> _PROBLEMS_:
(A) Decide whether each statement below agrees with the workmen's compensation debate, answering yes or no and quoting the words of the debate that settle it. (i) Mr. Peake says the Prime Minister's supplementary answer was delivered 14 months ago. (ii) Mr. Peake says the Government should deal with the structure of the workmen's compensation system at this stage. (iii) Mr. J. Griffiths says the Supplementary Questions dealt with the Stewart Committee's report.
(B) Filter the entries, keeping every line that contains the string "right".

> _SOURCE PASSAGE_:
What did the Prime Minister mean?

Mr. Peake

The Prime Minister meant that the Government reserved the right to legislate on those issues which had been subject to previous inquiry by the Stewart Committee.

Mr. J. Griffiths

He said nothing of the k nd. The Prime Minister's reply has to be read in conjunction with the Supplementary Questions which did not deal with the Stewart Committee's report at all but dealt with the question of increased scales. Therefore, we are entitled to read the reply in relationship to the Question.

Mr. Peake

I do not think it is a matter of vital importance what the Prime Minister's supplementary answer meant since it was delivered 14 months ago when the Royal Commission was first being established. The issue we are discussing to-day is very limited. The Royal Commission itself is charged with the whole problem of the structure of the workmen's compensation system in relation to other social services and I accept the view of the hon. Member who has just addressed the House that it is not for the Government at this stage to deal with the structure or principles upon which the workmen's compensation system is based. I am perfectly ready to accept the view of the hon. Gentleman upon that issue. The Government are concerned with a very much more limited problem. It is perfectly obvious that there are some cases of special hardship in regard to workmen's compensation. [HON. MEMBERS: "Some?"] I will say, if you like, that there are many cases of hardship in regard to workmen's compensation. It is clear that some cases are harder than others.

Mr. T. Smith

Not as hard as the Government.

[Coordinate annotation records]
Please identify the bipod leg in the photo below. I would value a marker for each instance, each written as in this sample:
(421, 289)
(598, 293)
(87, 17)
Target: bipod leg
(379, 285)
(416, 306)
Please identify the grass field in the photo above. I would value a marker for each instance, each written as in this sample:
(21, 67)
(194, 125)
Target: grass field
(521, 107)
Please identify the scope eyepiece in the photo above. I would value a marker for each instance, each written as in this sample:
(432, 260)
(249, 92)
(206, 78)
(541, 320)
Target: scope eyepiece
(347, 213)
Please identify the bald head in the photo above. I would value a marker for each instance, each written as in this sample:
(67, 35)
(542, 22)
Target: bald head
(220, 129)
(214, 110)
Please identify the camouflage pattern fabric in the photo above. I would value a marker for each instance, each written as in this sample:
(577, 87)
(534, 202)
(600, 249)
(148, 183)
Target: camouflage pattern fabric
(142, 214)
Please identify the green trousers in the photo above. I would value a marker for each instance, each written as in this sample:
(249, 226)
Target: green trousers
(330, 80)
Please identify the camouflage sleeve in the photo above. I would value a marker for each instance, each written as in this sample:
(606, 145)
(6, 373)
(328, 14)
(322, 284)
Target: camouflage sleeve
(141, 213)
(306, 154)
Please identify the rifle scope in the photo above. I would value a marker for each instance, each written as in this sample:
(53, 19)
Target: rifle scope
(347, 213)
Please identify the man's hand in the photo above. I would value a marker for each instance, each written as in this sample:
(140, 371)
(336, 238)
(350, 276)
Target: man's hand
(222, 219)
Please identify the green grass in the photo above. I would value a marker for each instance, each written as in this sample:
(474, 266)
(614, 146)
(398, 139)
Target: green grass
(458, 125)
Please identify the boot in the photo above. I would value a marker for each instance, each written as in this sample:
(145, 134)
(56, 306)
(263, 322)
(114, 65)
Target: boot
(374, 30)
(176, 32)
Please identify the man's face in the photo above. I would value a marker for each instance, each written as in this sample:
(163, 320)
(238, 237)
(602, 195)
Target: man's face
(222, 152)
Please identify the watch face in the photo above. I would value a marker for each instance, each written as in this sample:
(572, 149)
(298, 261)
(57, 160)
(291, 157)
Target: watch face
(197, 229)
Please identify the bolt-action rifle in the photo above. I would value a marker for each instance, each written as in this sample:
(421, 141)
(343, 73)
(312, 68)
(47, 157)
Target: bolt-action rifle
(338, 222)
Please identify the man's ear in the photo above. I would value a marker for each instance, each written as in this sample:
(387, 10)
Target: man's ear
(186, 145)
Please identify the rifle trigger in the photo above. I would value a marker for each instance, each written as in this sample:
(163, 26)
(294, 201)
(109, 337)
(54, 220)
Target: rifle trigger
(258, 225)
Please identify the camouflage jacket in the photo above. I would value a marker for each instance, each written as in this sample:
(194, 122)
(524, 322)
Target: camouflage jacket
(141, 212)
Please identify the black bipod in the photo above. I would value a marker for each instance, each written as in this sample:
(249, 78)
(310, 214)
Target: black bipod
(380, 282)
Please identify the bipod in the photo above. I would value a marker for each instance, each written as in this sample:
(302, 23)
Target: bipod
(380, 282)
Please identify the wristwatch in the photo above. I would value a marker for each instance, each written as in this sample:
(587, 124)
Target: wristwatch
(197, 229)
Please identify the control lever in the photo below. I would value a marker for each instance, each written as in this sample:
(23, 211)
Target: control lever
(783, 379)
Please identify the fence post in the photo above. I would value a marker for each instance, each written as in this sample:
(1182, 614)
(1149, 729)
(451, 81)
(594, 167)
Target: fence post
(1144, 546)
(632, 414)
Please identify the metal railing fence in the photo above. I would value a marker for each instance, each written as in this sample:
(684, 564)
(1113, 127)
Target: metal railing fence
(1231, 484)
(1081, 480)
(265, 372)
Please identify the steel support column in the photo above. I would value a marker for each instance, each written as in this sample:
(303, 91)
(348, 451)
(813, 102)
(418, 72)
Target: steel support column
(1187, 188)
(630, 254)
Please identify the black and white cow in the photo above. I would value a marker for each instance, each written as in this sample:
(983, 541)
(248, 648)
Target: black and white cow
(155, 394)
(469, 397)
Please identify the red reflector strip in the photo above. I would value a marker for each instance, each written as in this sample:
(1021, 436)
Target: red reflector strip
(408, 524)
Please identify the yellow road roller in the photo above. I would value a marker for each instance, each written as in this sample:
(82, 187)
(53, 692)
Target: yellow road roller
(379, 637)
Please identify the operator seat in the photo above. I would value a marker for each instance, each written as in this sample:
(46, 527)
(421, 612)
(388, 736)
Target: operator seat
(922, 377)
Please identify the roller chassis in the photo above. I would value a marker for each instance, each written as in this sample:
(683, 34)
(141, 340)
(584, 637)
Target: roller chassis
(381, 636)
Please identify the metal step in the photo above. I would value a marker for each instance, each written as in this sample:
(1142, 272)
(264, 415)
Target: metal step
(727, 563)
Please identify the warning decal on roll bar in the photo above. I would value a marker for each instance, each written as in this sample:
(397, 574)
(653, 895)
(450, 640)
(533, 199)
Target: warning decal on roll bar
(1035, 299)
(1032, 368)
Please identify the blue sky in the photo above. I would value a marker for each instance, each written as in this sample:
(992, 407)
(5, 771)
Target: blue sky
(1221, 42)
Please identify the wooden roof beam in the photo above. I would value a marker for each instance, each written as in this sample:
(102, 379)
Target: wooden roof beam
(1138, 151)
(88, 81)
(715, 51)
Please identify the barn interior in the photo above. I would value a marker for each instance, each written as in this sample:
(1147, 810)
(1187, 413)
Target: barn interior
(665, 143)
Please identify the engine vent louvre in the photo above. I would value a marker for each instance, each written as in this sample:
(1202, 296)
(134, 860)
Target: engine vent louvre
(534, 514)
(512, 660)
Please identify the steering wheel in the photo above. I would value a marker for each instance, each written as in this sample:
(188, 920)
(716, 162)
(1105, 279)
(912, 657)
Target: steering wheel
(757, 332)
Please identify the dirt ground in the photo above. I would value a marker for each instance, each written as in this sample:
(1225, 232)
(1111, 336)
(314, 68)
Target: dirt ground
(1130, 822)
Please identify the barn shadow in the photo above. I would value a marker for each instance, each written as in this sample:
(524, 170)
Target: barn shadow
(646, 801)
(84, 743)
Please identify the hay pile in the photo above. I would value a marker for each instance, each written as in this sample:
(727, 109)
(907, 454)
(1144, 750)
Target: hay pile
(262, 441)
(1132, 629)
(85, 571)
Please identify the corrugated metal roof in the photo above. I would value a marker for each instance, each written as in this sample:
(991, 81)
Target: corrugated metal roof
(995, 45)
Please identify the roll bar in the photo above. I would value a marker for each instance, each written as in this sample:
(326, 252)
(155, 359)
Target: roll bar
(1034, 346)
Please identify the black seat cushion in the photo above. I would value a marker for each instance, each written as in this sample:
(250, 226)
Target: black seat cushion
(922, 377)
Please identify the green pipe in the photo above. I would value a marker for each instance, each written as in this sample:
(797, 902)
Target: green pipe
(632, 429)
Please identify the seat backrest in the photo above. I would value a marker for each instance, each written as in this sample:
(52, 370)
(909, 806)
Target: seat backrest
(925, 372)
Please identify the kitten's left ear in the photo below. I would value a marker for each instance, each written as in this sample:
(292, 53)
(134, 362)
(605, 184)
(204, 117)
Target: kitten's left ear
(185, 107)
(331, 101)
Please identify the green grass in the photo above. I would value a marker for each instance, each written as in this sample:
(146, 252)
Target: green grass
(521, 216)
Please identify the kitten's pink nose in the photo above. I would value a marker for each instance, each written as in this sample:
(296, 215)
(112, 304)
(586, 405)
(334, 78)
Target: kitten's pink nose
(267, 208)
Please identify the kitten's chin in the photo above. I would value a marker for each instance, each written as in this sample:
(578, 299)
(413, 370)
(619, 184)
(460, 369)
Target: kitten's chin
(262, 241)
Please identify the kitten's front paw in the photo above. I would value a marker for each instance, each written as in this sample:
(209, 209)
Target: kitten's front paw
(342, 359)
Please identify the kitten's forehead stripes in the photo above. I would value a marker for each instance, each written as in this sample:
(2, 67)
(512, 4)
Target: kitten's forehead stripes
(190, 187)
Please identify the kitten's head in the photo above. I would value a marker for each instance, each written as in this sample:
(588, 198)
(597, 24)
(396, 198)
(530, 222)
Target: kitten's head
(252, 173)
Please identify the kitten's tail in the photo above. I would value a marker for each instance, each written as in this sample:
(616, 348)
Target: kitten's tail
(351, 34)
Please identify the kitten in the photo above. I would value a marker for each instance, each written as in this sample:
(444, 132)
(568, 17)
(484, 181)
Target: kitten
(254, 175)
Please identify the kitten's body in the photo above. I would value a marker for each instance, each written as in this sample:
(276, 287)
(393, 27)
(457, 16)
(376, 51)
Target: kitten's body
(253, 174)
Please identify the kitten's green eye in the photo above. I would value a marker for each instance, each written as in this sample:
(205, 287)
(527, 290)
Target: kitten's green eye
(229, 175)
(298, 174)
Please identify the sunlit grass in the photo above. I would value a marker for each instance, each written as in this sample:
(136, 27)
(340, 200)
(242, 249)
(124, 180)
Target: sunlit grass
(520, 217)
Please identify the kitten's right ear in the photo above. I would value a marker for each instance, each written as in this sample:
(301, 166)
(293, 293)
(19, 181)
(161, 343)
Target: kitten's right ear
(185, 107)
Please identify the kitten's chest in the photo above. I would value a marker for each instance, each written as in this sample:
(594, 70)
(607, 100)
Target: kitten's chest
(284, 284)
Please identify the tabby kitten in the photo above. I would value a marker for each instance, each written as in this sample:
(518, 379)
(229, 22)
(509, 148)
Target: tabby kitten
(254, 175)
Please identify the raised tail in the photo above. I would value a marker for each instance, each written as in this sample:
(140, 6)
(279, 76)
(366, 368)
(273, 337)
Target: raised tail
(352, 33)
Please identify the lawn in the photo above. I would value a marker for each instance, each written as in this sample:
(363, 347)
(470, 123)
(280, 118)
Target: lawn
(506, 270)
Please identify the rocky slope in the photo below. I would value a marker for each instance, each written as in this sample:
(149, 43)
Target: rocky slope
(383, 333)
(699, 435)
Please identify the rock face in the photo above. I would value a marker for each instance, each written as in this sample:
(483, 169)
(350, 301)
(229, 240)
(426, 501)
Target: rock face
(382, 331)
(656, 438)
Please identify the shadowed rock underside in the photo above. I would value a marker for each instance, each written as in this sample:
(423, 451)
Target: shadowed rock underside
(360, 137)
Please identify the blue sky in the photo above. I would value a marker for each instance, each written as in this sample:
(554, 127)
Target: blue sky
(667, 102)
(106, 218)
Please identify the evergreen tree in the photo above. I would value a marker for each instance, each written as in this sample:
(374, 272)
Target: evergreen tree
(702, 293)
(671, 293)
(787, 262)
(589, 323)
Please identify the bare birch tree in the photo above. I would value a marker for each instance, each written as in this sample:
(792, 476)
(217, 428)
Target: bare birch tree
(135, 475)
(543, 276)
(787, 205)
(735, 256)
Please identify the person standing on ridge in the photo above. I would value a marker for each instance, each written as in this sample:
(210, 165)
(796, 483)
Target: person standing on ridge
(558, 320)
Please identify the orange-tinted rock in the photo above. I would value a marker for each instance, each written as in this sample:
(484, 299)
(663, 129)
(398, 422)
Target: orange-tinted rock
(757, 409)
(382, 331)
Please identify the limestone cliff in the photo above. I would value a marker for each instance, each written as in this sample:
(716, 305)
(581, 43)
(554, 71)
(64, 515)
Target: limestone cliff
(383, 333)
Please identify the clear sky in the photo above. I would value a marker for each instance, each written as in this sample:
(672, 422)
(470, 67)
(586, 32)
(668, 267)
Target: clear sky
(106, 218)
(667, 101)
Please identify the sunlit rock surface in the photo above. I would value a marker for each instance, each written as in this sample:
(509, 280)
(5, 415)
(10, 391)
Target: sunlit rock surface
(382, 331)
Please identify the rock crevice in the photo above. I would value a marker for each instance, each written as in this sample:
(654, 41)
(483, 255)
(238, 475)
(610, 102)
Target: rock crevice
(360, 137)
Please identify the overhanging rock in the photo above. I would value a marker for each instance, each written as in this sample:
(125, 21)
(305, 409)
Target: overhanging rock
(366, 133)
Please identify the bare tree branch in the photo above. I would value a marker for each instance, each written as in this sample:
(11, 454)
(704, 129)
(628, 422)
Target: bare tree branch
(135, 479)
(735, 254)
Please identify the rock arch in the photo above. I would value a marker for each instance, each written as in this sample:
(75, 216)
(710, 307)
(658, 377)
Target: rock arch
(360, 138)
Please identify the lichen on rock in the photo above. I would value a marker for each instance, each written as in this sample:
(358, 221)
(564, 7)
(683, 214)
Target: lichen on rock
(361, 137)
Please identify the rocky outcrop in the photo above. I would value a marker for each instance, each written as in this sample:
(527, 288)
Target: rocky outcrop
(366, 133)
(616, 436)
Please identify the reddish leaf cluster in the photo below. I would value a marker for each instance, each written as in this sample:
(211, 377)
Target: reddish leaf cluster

> _RESULTS_:
(A)
(i) Yes: "since it was delivered 14 months ago when the Royal Commission was first being established"
(ii) No: "it is not for the Government at this stage to deal with the structure or principles upon which the workmen's compensation system is based"
(iii) No: "did not deal with the Stewart Committee's report at all but dealt with the question of increased scales"

(B)
Please identify the kitten's right ear in the photo above. I would value a marker for each instance, each written as in this sample:
Target: kitten's right ear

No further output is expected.